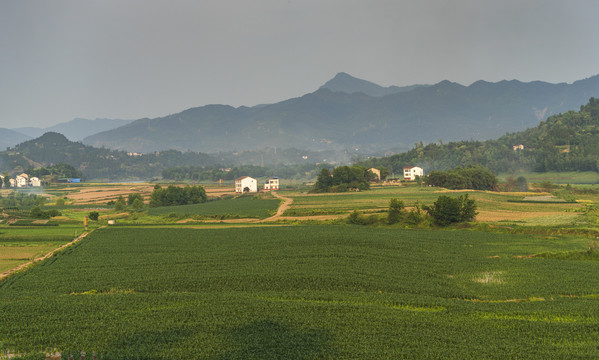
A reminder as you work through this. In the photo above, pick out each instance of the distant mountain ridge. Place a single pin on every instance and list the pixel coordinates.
(343, 82)
(326, 119)
(76, 129)
(10, 138)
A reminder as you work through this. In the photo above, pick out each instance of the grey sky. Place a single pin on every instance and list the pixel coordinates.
(130, 59)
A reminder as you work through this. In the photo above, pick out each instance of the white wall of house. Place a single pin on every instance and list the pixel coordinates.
(246, 184)
(22, 181)
(271, 184)
(410, 172)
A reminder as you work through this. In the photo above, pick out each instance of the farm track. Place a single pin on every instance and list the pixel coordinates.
(41, 258)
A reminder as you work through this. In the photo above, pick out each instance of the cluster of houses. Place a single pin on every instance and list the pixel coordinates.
(22, 180)
(248, 184)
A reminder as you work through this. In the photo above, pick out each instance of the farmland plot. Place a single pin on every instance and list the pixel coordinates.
(305, 292)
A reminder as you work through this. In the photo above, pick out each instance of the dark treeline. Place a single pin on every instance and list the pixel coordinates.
(174, 195)
(470, 177)
(215, 173)
(343, 178)
(60, 170)
(565, 142)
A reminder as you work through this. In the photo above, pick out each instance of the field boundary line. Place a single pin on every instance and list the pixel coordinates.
(42, 258)
(287, 201)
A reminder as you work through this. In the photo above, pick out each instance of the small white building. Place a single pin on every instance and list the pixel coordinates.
(246, 184)
(410, 172)
(376, 172)
(22, 180)
(272, 183)
(34, 181)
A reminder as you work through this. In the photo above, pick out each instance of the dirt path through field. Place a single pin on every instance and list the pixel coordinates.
(282, 208)
(22, 266)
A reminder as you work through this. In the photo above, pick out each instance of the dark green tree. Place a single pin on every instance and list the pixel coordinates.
(396, 211)
(447, 210)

[Your assignment] Copy out the data above to the letter, and keep every picture out of it.

[Answer section]
A reminder as you work through this. In the photo above, pick out each instance of the distant mountain ridge. Place a single pin on every instance and list the pixel coordinates.
(343, 82)
(326, 119)
(76, 129)
(10, 138)
A reminder as you work through this. In the photo above, pick out each instance of the grey sky. Place a single pin on every instance and list the pixel coordinates.
(130, 59)
A reminder as you work through this. In the photo above, pick out each instance of the white wall of house. Place a single pin on every instance and list the pixel coordinates.
(246, 184)
(22, 181)
(271, 184)
(410, 172)
A reminder as you work through this. In the photo above, pick out each instance of the farm track. Place a single pin on every instance and list the pixel coordinates.
(41, 258)
A reminder as you work through this. In the photo above, pick out each instance of the cluster of houses. Place a single pin on every instance and list the pixel coordinates.
(22, 180)
(248, 184)
A reminder as you work through this. In the photo above, pick out each instance of the farmland plot. Place a single pin on every instance and list the pixel coordinates.
(305, 292)
A reminder as you work through this. In the photo above, pick out each instance of the dark treeline. Place a single pin on every instance and list the pixel coordinates.
(174, 195)
(470, 177)
(215, 173)
(343, 178)
(60, 170)
(565, 142)
A reminder as you work through this. In the photo above, pick out each instance of the field boundary line. Place a single pin on every instance and list the pixel coordinates.
(42, 258)
(287, 201)
A reminder as you work through this. In the photo above, pick out each instance of the small white building. Place a single pin on every instance and list the pixel coordinates.
(246, 184)
(410, 172)
(376, 172)
(22, 180)
(272, 183)
(34, 181)
A reminder as you work through this. In the photo above, pick out each instance of the dirt path through field. Place a single pin on every instance and list the pixel coordinates.
(282, 208)
(22, 266)
A reminder as you work through this. In the photo above, pick out each instance of the dark green tree. Place a single pin on every instance and list the pixel coordinates.
(396, 211)
(447, 210)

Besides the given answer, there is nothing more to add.